++++ Texto apresentado
Dentre os que responderam à chamada para ajudar Parker, Nicolaou e Lee a construir esses diagnósticos por tomografia computadorizada, a maior empresa foi a Amazon.
Em janeiro, Nicolaou ligou para o Shez Partovi, um amigo de sua residência em radiologia há 25 anos, que agora lidera a divisão de ciências da saúde, genômica e dispositivos médicos na Amazon Web Services. Ele contou a Partovi sobre seu plano de “usar a AI para capacitar médicos de todo o mundo e ajudar a combater esta doença”, e o projeto decolou a partir daí.
Embora a maioria das pessoas conheça a Amazon como fornecedora de mercadorias, sua maior fonte de lucro operacional (67% no quarto trimestre) vem de sua linha de negócios de computação em nuvem, conhecida como Amazon Web Services. A operação, estimada por um analista de Wall Street no ano passado em meio trilhão de dólares, oferece vários serviços a seus clientes, incluindo armazenamento, hospedagem na web e –de particular interesse para pesquisadores que combatem a pandemia de COVID-19– aplicações de aprendizado de máquina.
Em março, a AWS anunciou sua Iniciativa Global de Desenvolvimento de Diagnóstico, oferecendo US$ 20 milhões em créditos na web e suporte técnico para ajudar a acelerar a pesquisa e o desenvolvimento de ferramentas de diagnóstico de coronavírus. Em vez de conceder doações diretas em dinheiro, os projetos selecionados recebem o que normalmente teriam de pagar à AWS como crédito. O suporte técnico varia conforme o projeto, mas inclui acesso a especialistas da AWS. O programa é apoiado por um grupo grupo de cientistas e especialistas em saúde pública ainda a ser divulgado, com exceção de Steve Davis, copresidente do grupo de tecnologia em saúde digital da Organização Mundial da Saúde. No lançamento, haviam 35 instituições globais de pesquisa, startups e negócios envolvidos no projeto. Desde então, a AWS recebeu mais de 45 candidaturas adicionais de clientes, que estão sendo avaliadas.
++++++++
:: Perguntas ::
**A)** Responda com base no texto sobre a Amazon Web Services:
(i) Há quantos anos Nicolaou e Shez Partovi se conhecem da residência em radiologia?
(ii) Que porcentagem do lucro operacional da Amazon no quarto trimestre veio da computação em nuvem?
(iii) Quanto a AWS ofereceu em créditos na Iniciativa Global de Desenvolvimento de Diagnóstico?
**B)** Escreva o que vem depois no texto sobre a Amazon Web Services, a partir do ponto em que ele termina.
As linhas a seguir vêm de outra fonte.
++++ Material fornecido
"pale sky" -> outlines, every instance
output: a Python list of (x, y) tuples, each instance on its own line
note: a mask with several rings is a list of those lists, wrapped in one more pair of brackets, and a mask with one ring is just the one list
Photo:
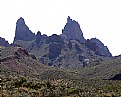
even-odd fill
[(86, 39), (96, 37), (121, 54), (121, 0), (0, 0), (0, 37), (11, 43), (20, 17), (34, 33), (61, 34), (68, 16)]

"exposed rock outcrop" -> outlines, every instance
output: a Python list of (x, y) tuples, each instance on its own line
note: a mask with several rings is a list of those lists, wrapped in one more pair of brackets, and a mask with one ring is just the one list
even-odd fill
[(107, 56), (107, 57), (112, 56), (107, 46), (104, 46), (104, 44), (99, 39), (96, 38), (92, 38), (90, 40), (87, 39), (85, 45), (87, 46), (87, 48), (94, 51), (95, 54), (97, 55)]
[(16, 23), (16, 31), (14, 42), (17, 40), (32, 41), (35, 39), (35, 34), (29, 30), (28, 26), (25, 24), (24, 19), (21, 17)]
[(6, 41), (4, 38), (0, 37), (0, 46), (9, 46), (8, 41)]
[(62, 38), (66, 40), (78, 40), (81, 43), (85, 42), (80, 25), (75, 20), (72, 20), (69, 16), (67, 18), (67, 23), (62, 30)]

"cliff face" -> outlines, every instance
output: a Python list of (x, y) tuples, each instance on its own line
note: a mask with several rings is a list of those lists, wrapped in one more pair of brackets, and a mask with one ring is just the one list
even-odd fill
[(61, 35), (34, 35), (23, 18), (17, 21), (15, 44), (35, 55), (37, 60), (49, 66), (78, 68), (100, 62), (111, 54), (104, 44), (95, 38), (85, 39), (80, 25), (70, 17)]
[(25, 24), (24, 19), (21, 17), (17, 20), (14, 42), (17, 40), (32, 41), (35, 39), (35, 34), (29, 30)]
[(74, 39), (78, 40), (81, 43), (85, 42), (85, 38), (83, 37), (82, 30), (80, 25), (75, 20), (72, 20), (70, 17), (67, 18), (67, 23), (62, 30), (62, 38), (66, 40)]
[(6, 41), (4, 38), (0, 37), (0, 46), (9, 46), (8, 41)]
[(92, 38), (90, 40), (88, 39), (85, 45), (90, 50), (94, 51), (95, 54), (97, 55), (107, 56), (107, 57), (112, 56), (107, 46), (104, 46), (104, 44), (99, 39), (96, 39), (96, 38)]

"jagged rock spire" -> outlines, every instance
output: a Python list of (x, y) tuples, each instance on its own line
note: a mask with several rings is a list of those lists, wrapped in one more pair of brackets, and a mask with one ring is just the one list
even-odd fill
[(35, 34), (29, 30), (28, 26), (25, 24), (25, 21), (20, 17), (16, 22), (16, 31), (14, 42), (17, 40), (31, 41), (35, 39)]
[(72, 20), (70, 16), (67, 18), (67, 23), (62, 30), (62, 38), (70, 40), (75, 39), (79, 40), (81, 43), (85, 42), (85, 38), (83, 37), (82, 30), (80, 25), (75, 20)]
++++++++
++++ Material fornecido
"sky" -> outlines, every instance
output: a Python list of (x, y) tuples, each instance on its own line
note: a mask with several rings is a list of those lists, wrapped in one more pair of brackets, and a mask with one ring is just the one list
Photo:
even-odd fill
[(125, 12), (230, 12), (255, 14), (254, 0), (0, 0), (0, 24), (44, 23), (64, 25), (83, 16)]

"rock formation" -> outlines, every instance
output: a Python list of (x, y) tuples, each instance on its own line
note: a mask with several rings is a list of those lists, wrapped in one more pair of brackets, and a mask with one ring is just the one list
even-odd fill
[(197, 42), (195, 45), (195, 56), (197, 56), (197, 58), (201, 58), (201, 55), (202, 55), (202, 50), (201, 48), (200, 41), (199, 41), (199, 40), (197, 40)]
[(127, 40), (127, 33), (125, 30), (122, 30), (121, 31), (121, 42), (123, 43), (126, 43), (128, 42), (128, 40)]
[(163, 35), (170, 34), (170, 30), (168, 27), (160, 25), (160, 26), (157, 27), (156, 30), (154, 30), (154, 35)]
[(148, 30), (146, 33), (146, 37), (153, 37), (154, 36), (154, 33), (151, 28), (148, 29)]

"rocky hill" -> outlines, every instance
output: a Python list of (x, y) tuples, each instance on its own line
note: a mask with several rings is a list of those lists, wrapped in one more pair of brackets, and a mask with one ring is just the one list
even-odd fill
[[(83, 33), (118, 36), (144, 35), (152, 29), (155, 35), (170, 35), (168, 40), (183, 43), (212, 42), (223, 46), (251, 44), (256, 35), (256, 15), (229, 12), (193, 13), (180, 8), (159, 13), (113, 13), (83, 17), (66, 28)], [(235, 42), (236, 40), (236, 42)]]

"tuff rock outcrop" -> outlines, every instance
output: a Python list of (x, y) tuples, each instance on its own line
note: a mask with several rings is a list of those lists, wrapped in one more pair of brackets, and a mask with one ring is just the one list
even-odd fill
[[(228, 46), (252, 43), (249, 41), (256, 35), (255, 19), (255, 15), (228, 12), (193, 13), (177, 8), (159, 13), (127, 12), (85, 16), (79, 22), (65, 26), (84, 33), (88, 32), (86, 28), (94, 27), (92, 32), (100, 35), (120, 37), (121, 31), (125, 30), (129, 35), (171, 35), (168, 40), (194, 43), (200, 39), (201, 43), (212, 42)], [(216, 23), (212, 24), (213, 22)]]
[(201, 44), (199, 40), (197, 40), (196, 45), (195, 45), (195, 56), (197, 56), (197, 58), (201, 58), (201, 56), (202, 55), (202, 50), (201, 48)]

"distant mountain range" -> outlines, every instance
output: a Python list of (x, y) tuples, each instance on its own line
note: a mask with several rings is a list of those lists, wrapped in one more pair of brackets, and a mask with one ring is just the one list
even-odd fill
++++++++
:: Respostas em ordem ::
**A)**
(i) Há 25 anos.
(ii) 67%.
(iii) US$ 20 milhões.

**B)**
A equipe de Nicolaou e Parker é a primeira parceria de diagnóstico, diz Teresa Carlson, vice-presidente do setor público de serviços online da Amazon. Outros parceiros incluem o Chan Zuckerberg Biohub, uma ONG fundada pelo CEO do Facebook, Mark Zuckerberg, e sua esposa, Priscilla Chan. O BioHub está utilizando a AWS para otimizar modelos de aprendizado de máquina com dados genômicos para estimar quantos casos de uma doença existem na população além o que os resultados confirmados do teste indicam. As estimativas da escala de pandemias podem contribuir para a pesquisa de doenças infecciosas e informar o planejamento e a preparação da saúde pública.
Outro participante é a ETComm de Pequim, que fornece serviços de telemedicina para instituições médicas na China para diagnosticar remotamente doenças cardiovasculares. A empresa concluiu mais de 18.400 diagnósticos remotos de complicações da Covid-19 por meio de sua plataforma de leitura de eletrocardiogramas construída na AWS. Médicos da Universidade da Califórnia em San Diego receberam créditos da AWS por um estudo de pesquisa clínica usando inteligência artificial para acelerar o diagnóstico de pneumonia em pacientes com Covid-19 com base em radiografias de tórax.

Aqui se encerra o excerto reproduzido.